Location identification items
⟨

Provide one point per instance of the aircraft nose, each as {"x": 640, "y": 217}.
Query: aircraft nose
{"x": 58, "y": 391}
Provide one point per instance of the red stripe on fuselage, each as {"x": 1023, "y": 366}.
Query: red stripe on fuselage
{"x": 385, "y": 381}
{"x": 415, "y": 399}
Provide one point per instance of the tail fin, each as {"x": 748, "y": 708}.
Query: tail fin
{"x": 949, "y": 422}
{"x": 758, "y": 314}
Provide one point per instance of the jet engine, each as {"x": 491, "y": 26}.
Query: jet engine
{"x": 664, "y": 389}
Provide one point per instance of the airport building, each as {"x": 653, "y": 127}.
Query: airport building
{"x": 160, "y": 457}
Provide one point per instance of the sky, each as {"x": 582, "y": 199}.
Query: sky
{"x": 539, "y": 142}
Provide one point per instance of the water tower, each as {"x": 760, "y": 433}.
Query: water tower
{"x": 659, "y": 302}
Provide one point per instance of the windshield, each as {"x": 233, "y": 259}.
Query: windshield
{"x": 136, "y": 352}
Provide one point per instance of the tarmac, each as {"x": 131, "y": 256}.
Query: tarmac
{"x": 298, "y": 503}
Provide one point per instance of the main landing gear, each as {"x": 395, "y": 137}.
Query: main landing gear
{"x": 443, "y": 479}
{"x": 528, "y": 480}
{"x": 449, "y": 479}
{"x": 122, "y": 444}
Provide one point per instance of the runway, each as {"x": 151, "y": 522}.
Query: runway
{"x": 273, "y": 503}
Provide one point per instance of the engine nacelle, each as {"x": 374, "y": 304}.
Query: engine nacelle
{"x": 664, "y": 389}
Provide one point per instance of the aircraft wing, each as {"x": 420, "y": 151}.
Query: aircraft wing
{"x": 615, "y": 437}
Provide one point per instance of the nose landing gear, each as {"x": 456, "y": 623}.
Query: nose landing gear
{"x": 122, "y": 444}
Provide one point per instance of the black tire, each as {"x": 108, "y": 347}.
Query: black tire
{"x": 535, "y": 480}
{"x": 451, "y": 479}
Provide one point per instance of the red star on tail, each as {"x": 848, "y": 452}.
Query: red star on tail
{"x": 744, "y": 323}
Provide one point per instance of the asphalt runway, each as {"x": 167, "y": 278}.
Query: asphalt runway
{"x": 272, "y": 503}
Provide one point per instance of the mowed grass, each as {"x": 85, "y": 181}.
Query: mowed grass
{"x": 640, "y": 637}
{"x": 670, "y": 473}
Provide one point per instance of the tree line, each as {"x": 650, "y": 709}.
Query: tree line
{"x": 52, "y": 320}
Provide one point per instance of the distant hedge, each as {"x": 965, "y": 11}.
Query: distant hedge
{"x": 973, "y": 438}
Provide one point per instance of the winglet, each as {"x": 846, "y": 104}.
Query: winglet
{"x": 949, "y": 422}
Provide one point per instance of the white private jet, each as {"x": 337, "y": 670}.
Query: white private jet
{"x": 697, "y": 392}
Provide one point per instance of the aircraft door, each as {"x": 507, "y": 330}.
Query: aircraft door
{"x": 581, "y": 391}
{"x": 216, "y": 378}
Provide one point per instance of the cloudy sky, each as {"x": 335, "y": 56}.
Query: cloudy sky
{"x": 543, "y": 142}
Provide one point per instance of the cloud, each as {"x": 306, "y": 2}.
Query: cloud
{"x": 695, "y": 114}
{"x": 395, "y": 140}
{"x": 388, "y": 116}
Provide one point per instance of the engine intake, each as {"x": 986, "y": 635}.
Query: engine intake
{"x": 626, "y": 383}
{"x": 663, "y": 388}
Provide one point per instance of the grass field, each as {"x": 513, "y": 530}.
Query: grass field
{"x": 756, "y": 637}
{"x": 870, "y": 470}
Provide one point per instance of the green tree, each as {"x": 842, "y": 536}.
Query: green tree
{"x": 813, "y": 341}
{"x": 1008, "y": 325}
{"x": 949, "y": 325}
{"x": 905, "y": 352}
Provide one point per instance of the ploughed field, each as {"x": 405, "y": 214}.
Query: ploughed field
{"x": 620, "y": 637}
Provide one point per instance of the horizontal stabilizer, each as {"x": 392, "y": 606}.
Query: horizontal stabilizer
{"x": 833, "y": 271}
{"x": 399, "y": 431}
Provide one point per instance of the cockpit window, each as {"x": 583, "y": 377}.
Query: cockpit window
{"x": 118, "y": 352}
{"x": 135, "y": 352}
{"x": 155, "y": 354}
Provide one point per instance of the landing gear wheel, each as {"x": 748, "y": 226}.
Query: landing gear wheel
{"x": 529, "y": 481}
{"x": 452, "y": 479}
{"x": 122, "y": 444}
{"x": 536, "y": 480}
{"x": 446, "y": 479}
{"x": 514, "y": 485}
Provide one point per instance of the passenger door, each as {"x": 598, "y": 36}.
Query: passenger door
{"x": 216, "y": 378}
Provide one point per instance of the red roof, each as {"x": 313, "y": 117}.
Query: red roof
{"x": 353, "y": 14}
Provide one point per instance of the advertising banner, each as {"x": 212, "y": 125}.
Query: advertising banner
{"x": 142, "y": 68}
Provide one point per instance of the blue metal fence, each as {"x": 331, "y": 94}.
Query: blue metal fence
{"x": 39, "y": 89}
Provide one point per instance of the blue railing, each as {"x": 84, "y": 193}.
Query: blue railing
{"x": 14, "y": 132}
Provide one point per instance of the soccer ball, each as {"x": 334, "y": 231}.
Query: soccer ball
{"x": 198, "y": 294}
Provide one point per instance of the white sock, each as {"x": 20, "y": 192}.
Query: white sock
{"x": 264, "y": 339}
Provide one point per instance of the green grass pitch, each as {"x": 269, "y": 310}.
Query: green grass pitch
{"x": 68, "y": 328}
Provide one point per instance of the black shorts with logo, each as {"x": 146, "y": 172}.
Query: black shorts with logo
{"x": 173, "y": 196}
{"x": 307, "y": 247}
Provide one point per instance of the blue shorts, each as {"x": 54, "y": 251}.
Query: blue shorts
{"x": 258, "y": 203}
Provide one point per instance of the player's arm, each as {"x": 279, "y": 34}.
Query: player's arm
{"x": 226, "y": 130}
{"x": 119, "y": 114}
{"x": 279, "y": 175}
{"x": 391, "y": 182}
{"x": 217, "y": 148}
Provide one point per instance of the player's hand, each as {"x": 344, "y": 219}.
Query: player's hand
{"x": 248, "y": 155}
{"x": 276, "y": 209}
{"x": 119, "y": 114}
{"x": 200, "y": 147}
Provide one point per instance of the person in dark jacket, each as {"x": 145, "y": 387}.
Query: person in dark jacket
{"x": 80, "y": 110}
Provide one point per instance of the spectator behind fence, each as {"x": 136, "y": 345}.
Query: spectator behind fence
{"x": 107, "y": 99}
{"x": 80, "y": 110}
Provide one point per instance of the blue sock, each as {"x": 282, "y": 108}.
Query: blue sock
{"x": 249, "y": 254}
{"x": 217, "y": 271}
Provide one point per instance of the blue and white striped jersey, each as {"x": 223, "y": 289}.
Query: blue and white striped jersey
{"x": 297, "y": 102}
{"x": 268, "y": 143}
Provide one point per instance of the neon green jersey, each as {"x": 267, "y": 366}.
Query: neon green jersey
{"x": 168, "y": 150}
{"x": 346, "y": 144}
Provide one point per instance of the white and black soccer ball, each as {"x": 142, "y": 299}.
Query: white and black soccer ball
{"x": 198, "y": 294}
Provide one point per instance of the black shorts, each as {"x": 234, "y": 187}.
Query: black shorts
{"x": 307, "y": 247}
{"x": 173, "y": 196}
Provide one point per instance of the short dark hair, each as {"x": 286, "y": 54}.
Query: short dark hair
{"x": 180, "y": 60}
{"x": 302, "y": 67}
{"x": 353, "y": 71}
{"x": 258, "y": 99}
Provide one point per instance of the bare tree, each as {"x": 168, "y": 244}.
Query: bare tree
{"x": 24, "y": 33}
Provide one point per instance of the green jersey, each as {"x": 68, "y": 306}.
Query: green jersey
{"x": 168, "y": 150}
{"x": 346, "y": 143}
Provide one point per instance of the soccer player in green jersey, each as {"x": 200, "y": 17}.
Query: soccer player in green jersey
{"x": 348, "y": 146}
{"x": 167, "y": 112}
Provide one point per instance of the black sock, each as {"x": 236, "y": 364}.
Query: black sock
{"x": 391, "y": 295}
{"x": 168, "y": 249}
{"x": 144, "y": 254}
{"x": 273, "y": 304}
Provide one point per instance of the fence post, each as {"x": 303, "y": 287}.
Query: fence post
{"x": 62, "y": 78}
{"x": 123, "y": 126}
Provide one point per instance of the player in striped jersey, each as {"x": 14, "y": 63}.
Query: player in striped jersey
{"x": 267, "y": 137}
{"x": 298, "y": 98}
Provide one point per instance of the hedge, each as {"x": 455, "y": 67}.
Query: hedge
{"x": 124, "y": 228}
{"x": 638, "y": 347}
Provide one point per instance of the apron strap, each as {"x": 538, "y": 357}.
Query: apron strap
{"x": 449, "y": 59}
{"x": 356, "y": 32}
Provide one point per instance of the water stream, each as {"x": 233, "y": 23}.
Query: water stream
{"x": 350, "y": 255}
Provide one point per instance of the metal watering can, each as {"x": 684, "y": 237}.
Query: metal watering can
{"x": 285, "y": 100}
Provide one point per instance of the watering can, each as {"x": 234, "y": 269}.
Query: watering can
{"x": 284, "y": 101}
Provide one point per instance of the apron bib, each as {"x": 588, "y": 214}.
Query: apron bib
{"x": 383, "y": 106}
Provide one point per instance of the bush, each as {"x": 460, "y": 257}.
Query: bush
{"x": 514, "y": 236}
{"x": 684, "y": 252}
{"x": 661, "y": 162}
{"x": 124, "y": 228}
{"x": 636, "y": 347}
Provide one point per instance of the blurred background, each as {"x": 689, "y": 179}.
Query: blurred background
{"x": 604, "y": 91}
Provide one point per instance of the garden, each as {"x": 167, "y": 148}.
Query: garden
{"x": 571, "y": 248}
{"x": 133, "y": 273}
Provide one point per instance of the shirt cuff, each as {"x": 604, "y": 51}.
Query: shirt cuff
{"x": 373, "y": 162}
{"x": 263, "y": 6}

⟩

§ **PROMPT**:
Everything from the line with "Provide one point per instance of the bush, each" through the last line of the material above should be echoed exactly, and nothing else.

§ **CORRECT ANSWER**:
Provide one point per instance of the bush, each as {"x": 460, "y": 257}.
Query: bush
{"x": 514, "y": 236}
{"x": 684, "y": 252}
{"x": 661, "y": 162}
{"x": 124, "y": 228}
{"x": 636, "y": 347}
Provide one point per instance of the blurred background, each as {"x": 689, "y": 179}.
Query: blurred background
{"x": 604, "y": 91}
Provide one point per instance of the garden, each as {"x": 167, "y": 148}.
Query: garden
{"x": 571, "y": 248}
{"x": 133, "y": 273}
Provide one point per instance of the shirt cuff, each as {"x": 604, "y": 51}.
Query: shirt cuff
{"x": 373, "y": 162}
{"x": 263, "y": 6}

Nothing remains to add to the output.